* begin *

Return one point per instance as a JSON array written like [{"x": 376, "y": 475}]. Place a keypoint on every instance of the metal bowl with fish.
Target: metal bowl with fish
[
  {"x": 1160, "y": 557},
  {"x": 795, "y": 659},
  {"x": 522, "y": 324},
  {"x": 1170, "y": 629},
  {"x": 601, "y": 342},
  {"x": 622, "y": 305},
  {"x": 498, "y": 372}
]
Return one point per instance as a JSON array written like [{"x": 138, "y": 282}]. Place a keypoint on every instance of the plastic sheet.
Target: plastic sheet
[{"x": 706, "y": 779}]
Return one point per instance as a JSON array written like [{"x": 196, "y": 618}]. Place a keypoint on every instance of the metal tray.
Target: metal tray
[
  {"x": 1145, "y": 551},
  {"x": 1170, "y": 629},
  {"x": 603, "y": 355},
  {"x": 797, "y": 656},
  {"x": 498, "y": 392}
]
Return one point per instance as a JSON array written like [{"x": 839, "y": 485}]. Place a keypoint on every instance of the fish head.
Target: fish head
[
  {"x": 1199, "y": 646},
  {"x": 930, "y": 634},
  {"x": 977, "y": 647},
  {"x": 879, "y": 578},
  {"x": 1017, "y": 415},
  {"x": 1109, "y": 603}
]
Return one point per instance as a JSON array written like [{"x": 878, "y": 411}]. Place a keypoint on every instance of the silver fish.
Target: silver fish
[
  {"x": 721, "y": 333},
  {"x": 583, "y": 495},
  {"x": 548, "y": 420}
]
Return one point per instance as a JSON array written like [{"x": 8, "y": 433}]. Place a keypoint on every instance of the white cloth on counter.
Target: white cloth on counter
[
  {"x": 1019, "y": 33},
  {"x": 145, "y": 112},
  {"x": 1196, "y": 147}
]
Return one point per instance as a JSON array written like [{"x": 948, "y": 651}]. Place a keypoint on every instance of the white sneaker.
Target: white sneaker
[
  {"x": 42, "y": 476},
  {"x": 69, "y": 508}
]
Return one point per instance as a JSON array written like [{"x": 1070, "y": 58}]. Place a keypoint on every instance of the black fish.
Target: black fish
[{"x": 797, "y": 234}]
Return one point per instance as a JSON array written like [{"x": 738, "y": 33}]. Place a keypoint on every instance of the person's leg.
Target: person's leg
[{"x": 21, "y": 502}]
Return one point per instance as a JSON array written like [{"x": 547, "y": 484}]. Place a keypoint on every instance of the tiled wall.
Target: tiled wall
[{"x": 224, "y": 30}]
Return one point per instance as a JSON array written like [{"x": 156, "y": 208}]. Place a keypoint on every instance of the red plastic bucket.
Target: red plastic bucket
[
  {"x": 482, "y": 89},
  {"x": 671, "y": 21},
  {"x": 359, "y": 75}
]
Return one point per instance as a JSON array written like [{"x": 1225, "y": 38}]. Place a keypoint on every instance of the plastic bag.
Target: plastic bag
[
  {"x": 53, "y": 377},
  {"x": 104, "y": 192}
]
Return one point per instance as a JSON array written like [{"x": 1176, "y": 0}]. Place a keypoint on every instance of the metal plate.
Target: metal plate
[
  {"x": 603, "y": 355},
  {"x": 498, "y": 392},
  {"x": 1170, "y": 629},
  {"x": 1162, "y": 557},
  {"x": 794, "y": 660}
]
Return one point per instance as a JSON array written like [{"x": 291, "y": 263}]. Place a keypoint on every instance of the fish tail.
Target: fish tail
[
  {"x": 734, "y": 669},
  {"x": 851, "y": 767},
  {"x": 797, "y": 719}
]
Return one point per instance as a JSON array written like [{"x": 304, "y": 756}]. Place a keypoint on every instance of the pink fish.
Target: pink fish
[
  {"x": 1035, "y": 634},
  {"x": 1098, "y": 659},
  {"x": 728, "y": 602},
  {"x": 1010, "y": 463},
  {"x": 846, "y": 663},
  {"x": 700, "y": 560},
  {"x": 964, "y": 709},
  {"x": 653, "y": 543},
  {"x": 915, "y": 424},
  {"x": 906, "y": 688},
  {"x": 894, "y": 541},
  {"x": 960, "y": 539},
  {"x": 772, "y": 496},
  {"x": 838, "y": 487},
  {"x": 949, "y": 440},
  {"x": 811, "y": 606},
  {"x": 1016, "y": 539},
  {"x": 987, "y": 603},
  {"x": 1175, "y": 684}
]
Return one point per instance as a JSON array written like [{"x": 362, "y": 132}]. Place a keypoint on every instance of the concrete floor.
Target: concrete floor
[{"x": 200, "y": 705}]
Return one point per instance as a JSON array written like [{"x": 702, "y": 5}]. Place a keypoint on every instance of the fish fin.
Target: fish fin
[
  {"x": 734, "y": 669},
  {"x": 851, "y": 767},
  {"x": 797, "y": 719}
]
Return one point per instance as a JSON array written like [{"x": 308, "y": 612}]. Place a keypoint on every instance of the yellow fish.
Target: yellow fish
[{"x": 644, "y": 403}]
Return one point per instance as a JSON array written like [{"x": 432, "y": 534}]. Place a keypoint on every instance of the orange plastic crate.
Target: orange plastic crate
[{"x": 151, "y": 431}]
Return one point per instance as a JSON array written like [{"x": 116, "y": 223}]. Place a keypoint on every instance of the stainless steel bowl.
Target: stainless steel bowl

* end *

Rewrite all of the rows above, replacing each occurrence of "keypoint" with "marker" and leaving everything else unchanged.

Return one point per instance as a JSON array written like [{"x": 376, "y": 475}]. Place a marker on every instance of the metal bowl with fish.
Target: metal bowl with fish
[
  {"x": 1160, "y": 557},
  {"x": 795, "y": 659},
  {"x": 522, "y": 324},
  {"x": 1170, "y": 629},
  {"x": 601, "y": 342},
  {"x": 622, "y": 305},
  {"x": 498, "y": 372}
]
Return one point per instance as a JSON array written like [{"x": 138, "y": 282}]. Place a marker on every instance of the plastic sheet.
Target: plastic sheet
[{"x": 706, "y": 779}]
Return one point per instance as a JSON array written like [{"x": 196, "y": 618}]. Place a marker on every instance of the metal tray.
Target: metal tray
[
  {"x": 1145, "y": 551},
  {"x": 1170, "y": 629},
  {"x": 603, "y": 355},
  {"x": 797, "y": 656},
  {"x": 498, "y": 392}
]
Return one point per instance as a JSON array written like [{"x": 839, "y": 485}]. Place a marker on every instance of the fish head.
Target: fish head
[
  {"x": 1199, "y": 646},
  {"x": 930, "y": 634},
  {"x": 977, "y": 647},
  {"x": 879, "y": 578},
  {"x": 1017, "y": 415},
  {"x": 1109, "y": 603}
]
Return one point per instance as a JSON array written like [{"x": 878, "y": 411}]. Place a marker on every instance of the silver fish.
Target: silver fish
[
  {"x": 721, "y": 333},
  {"x": 583, "y": 495},
  {"x": 548, "y": 420}
]
Return one point per instance as a JSON array written like [{"x": 8, "y": 433}]. Place a marker on every instance of the white cloth on counter.
Target: white cloth on counter
[
  {"x": 1019, "y": 33},
  {"x": 145, "y": 112},
  {"x": 1196, "y": 147}
]
Return one point per instance as a JSON array written like [{"x": 948, "y": 651}]. Place a marker on every instance of the white sneaker.
Target: white sneaker
[
  {"x": 42, "y": 476},
  {"x": 69, "y": 508}
]
Return one point per instance as a JSON array written like [{"x": 1070, "y": 58}]. Place a marker on every instance of the black fish.
Target: black fish
[{"x": 797, "y": 234}]
Return one point per instance as a JSON array written like [{"x": 738, "y": 33}]. Place a marker on every instance of the person's leg.
Target: person's leg
[{"x": 21, "y": 502}]
Return one point per instance as a JSON array written like [{"x": 547, "y": 484}]. Place a marker on every instance of the tiled wall.
Target: tiled wall
[{"x": 224, "y": 30}]
Return one point per instance as a JSON array written like [{"x": 156, "y": 208}]. Place a marker on every instance of the red plastic bucket.
Target: red plastic bucket
[
  {"x": 482, "y": 89},
  {"x": 671, "y": 21},
  {"x": 359, "y": 75}
]
Return one point per instance as a JSON array written like [{"x": 1225, "y": 38}]. Place a marker on every instance of the plastic bag.
Target: plastic bag
[
  {"x": 53, "y": 377},
  {"x": 104, "y": 192}
]
Return one point per instance as a JSON array written like [{"x": 1176, "y": 0}]. Place a marker on every instance of the metal plate.
Target: metal plate
[
  {"x": 603, "y": 355},
  {"x": 498, "y": 392},
  {"x": 1170, "y": 629},
  {"x": 1162, "y": 557},
  {"x": 794, "y": 660}
]
Return one point per instance as a JSON array written like [{"x": 291, "y": 263}]. Place a marker on every instance of the fish tail.
Target: fish tail
[
  {"x": 734, "y": 669},
  {"x": 851, "y": 767},
  {"x": 797, "y": 719}
]
Return one point per instance as a JSON array written like [{"x": 304, "y": 756}]. Place a marker on every instance of the pink fish.
Target: pink fish
[
  {"x": 1035, "y": 634},
  {"x": 1098, "y": 659},
  {"x": 728, "y": 602},
  {"x": 1010, "y": 463},
  {"x": 846, "y": 663},
  {"x": 700, "y": 560},
  {"x": 964, "y": 709},
  {"x": 653, "y": 543},
  {"x": 915, "y": 424},
  {"x": 906, "y": 688},
  {"x": 894, "y": 541},
  {"x": 960, "y": 539},
  {"x": 772, "y": 496},
  {"x": 838, "y": 487},
  {"x": 949, "y": 440},
  {"x": 811, "y": 606},
  {"x": 1016, "y": 539},
  {"x": 987, "y": 603},
  {"x": 1175, "y": 684}
]
Return one point per instance as a JSON array written like [{"x": 362, "y": 132}]. Place a marker on every instance of the concrete floor.
Target: concrete floor
[{"x": 200, "y": 705}]
Return one point per instance as a JSON array written like [{"x": 702, "y": 5}]. Place a marker on every instance of the fish fin.
Target: fish fin
[
  {"x": 734, "y": 669},
  {"x": 851, "y": 767},
  {"x": 797, "y": 719}
]
Return one point per instance as a JSON array written like [{"x": 308, "y": 612}]. Place a marker on every instance of the yellow fish.
Target: yellow fish
[{"x": 644, "y": 403}]
Return one point per instance as a JSON array written like [{"x": 432, "y": 534}]. Place a marker on every instance of the orange plastic crate.
Target: orange plastic crate
[{"x": 151, "y": 431}]
Return one point per instance as a JSON array written like [{"x": 116, "y": 223}]. Place a marker on every instance of the stainless steel bowl.
Target: stainless steel bowl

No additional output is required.